# Hechtangeln am steinsfjord



## patsche (31. März 2006)

Wer wr schon am steinsfjord in Norwegen zum Hechtangeln und hatt einige tipps und infos für mich ?;+ 
Habe vor ende Mai dort hin zu fahren.


----------



## Karpfenkiller (31. März 2006)

*AW: Hechtangeln am steinsfjord*

Hi Patsche!!!

Ich war schon 2 mal am Steinsfjord!! Wäre besser, wenn du mal konkretisieren könntest, was du genau wissen willst!!! Werde gerne weiter helfen!!!


----------



## BigAllrounder (31. März 2006)

*AW: Hechtangeln am steinsfjord*

Hallo, also zum Hechtangeln dort kann ich nicht viel sagen. Aber vieleicht kannst du mir helfen, ich bin neu in Baden-Würtemberg und will den Rhein beangeln,leider kenn ich niemanden der auch angelt und mir tipps geben kann wo gut auf Karpfen oder Waller angeln kann.


----------



## patsche (1. April 2006)

*AW: Hechtangeln am steinsfjord*

Also ich wollte gerne Wissen ob mann dort wirklich noch so gut hechte fängt und welche Köder und Angelmethoden am besten sind. Auch was sich als gute stellen erwiesen hat?? Dann noch zu Norwegen selbst wie teuer ist die Verpflegung dort (Essen trinken und Benzin usw.), können die Leute dort Deutsch oder Englisch kann leider kein bisschen Norwegisch ?

====

> **ANWEISUNGEN**:
- A) Übersetze aus dem Forumsverlauf zum Hechtangeln am Steinsfjord den Satz „Habe vor ende Mai dort hin zu fahren.“ ins Englische.
- B) Führe den Forumsverlauf zum Hechtangeln am Steinsfjord nach dem letzten Beitrag fort.
Die Einträge spielen dafür keine Rolle.

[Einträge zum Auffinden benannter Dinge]
====

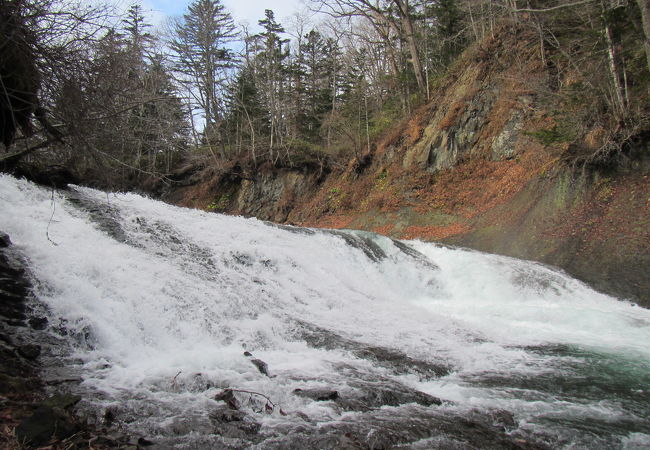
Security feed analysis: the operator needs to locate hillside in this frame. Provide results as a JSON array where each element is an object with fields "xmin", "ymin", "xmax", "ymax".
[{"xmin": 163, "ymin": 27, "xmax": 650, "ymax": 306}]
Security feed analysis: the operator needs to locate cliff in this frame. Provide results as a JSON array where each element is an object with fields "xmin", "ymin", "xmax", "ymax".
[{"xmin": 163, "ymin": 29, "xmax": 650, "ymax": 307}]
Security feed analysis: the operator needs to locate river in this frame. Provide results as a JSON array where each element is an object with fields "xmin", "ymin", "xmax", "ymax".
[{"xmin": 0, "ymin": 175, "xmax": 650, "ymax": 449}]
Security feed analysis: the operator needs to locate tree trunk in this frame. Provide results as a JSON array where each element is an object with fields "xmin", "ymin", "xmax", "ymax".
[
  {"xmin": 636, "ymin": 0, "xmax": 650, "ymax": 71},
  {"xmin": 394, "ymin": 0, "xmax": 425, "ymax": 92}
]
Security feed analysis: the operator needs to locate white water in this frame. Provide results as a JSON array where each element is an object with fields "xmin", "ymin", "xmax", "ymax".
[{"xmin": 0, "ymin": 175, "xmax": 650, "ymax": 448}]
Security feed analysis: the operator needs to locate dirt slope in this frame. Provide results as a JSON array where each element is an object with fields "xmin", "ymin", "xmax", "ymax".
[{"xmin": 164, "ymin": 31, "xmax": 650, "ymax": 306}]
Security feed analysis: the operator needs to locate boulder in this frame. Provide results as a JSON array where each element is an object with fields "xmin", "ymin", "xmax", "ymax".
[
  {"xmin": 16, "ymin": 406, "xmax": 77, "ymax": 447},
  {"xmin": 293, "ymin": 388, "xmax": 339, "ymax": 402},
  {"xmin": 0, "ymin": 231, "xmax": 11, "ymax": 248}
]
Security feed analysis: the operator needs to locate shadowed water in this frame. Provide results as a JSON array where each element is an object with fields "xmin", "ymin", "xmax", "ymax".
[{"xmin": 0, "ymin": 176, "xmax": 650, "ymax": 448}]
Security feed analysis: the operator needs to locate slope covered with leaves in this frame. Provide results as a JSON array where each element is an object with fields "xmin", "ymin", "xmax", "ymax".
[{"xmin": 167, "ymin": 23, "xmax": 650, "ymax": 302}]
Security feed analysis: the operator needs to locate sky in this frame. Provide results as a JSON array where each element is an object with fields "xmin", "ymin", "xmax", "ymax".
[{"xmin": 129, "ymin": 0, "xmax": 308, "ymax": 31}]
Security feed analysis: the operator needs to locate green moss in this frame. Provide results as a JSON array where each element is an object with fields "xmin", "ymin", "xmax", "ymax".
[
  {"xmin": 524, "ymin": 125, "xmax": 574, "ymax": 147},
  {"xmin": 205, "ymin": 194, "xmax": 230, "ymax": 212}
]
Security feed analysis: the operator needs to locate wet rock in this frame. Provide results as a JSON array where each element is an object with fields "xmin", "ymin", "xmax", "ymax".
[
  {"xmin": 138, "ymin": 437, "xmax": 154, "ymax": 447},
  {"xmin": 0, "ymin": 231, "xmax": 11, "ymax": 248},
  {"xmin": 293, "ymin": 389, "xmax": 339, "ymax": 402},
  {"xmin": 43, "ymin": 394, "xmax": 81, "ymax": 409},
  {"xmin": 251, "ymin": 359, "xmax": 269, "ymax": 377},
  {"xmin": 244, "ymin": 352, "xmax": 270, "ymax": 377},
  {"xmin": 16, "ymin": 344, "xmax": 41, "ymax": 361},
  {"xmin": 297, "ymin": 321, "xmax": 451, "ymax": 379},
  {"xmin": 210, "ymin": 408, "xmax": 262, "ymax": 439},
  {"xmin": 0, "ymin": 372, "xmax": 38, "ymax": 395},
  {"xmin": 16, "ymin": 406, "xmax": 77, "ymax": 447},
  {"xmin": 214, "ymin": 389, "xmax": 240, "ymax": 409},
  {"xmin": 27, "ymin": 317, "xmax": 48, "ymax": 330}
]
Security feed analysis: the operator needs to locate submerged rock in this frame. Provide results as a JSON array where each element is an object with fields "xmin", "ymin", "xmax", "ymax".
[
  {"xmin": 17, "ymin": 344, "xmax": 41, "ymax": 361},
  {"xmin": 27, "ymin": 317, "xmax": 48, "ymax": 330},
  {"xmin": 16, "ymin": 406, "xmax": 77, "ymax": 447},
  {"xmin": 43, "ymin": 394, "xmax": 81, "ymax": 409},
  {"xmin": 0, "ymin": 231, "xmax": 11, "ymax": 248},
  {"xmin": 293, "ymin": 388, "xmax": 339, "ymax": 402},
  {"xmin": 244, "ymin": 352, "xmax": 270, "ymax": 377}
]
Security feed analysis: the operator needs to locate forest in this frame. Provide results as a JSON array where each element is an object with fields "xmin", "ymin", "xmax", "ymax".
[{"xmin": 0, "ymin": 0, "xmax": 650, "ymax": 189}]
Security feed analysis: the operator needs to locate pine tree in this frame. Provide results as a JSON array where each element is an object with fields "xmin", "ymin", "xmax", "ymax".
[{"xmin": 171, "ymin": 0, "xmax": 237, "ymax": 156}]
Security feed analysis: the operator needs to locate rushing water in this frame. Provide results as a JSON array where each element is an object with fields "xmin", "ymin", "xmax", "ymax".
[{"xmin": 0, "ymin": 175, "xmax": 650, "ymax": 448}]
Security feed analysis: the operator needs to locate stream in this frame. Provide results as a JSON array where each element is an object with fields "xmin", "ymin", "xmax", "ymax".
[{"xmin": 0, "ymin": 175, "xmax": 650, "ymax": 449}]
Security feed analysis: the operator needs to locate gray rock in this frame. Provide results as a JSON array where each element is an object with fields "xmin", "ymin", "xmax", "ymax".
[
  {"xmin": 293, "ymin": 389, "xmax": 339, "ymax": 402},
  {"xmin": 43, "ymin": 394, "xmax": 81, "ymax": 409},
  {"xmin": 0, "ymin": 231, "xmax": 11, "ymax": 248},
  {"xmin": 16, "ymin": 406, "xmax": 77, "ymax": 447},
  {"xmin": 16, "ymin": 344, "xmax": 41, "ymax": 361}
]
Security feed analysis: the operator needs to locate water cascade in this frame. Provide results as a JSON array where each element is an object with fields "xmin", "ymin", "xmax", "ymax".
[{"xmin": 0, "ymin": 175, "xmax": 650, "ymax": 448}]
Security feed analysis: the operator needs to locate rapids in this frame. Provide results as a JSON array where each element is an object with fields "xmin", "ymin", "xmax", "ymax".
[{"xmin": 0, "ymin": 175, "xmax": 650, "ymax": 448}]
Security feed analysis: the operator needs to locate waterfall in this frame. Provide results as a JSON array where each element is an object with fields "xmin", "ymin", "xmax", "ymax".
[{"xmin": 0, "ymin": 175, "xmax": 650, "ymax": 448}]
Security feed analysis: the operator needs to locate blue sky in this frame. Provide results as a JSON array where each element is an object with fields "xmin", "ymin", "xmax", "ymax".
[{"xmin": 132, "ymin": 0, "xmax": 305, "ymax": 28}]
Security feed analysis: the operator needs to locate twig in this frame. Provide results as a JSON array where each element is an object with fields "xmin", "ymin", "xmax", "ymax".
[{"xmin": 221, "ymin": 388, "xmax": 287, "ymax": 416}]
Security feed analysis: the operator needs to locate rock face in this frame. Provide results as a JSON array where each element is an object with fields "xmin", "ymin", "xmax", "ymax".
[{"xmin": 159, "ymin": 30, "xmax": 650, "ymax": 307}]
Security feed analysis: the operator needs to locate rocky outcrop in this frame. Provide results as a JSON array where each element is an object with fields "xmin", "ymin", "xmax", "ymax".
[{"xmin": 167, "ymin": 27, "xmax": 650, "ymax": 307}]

====

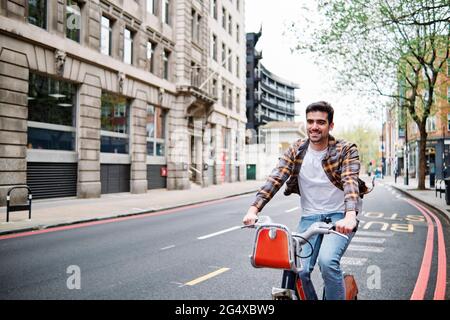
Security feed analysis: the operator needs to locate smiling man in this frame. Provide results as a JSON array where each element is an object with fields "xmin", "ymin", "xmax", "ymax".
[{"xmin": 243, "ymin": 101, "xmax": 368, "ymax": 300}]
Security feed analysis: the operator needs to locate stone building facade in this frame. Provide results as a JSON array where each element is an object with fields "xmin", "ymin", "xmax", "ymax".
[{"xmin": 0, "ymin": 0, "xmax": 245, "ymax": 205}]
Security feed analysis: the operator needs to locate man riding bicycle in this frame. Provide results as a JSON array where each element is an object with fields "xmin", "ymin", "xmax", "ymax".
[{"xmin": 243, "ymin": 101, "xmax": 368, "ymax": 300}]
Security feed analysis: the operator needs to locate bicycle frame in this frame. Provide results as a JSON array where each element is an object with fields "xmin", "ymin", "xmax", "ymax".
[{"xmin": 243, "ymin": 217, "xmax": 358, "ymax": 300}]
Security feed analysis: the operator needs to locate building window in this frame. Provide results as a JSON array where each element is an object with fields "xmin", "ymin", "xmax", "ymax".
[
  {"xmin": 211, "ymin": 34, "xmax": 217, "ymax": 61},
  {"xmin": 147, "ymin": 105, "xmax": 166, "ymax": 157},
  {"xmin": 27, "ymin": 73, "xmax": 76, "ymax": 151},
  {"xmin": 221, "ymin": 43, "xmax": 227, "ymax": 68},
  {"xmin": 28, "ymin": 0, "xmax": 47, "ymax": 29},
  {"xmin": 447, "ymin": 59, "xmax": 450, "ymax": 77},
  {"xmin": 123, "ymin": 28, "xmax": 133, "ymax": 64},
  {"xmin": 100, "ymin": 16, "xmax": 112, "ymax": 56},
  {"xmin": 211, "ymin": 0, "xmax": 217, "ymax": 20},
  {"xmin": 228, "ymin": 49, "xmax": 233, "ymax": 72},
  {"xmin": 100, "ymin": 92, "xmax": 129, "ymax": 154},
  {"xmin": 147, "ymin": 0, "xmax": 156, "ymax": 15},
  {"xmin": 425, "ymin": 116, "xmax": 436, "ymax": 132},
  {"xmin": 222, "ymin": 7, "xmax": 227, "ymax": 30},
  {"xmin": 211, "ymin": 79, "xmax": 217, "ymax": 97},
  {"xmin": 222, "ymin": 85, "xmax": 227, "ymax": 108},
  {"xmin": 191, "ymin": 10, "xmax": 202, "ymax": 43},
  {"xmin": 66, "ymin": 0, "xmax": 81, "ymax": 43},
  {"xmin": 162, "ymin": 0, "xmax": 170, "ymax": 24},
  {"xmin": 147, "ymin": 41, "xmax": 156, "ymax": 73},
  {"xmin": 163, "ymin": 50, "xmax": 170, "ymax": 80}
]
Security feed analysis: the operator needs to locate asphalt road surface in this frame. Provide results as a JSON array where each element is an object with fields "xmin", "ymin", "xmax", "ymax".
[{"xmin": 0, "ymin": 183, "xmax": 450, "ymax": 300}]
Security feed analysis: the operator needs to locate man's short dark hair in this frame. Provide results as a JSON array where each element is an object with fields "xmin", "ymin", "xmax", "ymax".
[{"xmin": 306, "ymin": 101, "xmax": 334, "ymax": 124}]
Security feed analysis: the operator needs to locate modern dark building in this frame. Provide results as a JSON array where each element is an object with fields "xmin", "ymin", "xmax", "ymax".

====

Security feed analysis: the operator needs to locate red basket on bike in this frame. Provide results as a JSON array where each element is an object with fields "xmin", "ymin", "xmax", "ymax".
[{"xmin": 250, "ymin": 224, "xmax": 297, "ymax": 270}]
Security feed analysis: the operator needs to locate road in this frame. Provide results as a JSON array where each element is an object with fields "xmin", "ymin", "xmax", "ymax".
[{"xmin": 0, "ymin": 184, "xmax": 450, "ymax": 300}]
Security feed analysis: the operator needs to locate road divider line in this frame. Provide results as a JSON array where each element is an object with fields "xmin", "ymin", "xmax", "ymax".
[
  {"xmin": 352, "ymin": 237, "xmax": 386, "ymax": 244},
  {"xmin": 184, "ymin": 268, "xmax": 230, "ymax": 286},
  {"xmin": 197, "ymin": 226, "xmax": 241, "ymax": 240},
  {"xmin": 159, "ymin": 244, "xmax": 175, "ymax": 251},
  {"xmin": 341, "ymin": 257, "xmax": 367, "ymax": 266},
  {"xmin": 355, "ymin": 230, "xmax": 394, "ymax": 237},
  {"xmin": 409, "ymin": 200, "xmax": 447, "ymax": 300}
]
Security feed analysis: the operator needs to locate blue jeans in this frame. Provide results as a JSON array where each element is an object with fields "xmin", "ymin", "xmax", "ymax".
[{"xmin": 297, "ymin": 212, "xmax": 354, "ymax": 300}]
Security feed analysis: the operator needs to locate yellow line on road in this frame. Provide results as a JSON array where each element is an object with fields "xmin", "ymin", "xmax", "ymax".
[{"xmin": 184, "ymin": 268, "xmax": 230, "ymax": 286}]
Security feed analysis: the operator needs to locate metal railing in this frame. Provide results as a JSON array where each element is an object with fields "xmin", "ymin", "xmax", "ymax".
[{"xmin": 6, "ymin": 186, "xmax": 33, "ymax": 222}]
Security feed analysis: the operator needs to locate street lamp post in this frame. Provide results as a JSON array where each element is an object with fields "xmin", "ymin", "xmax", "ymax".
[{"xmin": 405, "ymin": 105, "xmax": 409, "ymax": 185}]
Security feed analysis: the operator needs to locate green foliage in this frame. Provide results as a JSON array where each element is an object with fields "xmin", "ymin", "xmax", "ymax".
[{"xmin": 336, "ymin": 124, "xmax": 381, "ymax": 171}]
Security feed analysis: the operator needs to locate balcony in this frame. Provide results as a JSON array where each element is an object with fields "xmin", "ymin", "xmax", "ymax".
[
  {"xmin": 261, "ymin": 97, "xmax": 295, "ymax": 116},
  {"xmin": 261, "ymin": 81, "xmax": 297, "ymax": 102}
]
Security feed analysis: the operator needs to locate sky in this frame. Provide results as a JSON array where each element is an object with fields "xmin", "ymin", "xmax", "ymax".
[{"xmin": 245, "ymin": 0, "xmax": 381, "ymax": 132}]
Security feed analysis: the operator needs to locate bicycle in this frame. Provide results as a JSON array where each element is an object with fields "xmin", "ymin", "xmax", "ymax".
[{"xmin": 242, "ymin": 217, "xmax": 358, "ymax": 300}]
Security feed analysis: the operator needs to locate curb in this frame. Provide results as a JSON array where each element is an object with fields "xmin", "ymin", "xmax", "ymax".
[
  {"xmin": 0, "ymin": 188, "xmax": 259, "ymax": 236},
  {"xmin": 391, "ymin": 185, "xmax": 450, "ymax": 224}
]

====

> **ENDERGEBNISSE**:
- A) I'm planning to go there at the end of May.

- B)
----------



## havkat (1. April 2006)

*AW: Hechtangeln am steinsfjord*

Moin patsche!

Kleiner Tip:

Die Suchfunktion des Anglerboards. 

Steinsfjord


----------



## Hamsterson (2. April 2006)

*AW: Hechtangeln am steinsfjord*

@Karpfenkiller
Habe gehört, dass Angeln am Steinsfjorden kostenlos sei. Kannst du das bestätigen?


----------



## Karpfenkiller (2. April 2006)

*AW: Hechtangeln am steinsfjord*

@ Hamsterson!!
Das Angeln im Steins/Tyrifjord ist kostenlos. Für weitere Infos vieleleicht einfach mal ne PN schicken!!

Schönes Wochenende noch!!!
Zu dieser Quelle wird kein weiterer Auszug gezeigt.